TEXT DES DOKUMENTS
=-=-=

Angehörige sind mit der Pflege daheim oft überlastet oder können sie aus beruflichen Gründen nicht leisten. Manche Familien verpflichten deshalb zusätzlich zum ambulanten Pflegedienst eine Haushaltshilfe beispielsweise aus Polen, die dann mit im Haus wohnt.

Foto: ARD

Die Arbeiterwohlfahrt Leverkusen hatte gestern unter dem bewusst provokanten Titel "Dann holen wir uns eine Polin ins Haus" zu einem Informationsnachmittag eingeladen. Das war auch Anlass für unsere Redaktion, sich einmal selbst in die Situation von Angehörigen zu versetzen, die ganz kurzfristig eine 24-Stunden-Hilfe für zu Hause organisieren müssen. An wen wenden die sich, bei der unübersichtlichen Flut von Diensten, die sich im Internet tummeln?

=-=-=

AUSZUG AUS DATEN
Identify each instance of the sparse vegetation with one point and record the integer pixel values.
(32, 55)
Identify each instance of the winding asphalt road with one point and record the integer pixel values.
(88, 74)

=-=-=

DIE AUFGABE
Gib aus dem Text über Pflege daheim den Abschnitt von "Angehörige sind mit" bis "im Internet tummeln?" wieder und tausche dabei "Haushaltshilfe" gegen "Betreuungskraft" aus.

LÖSUNG DER AUFGABE
Angehörige sind mit der Pflege daheim oft überlastet oder können sie aus beruflichen Gründen nicht leisten. Manche Familien verpflichten deshalb zusätzlich zum ambulanten Pflegedienst eine Betreuungskraft beispielsweise aus Polen, die dann mit im Haus wohnt.

Foto: ARD

Die Arbeiterwohlfahrt Leverkusen hatte gestern unter dem bewusst provokanten Titel "Dann holen wir uns eine Polin ins Haus" zu einem Informationsnachmittag eingeladen. Das war auch Anlass für unsere Redaktion, sich einmal selbst in die Situation von Angehörigen zu versetzen, die ganz kurzfristig eine 24-Stunden-Hilfe für zu Hause organisieren müssen. An wen wenden die sich, bei der unübersichtlichen Flut von Diensten, die sich im Internet tummeln?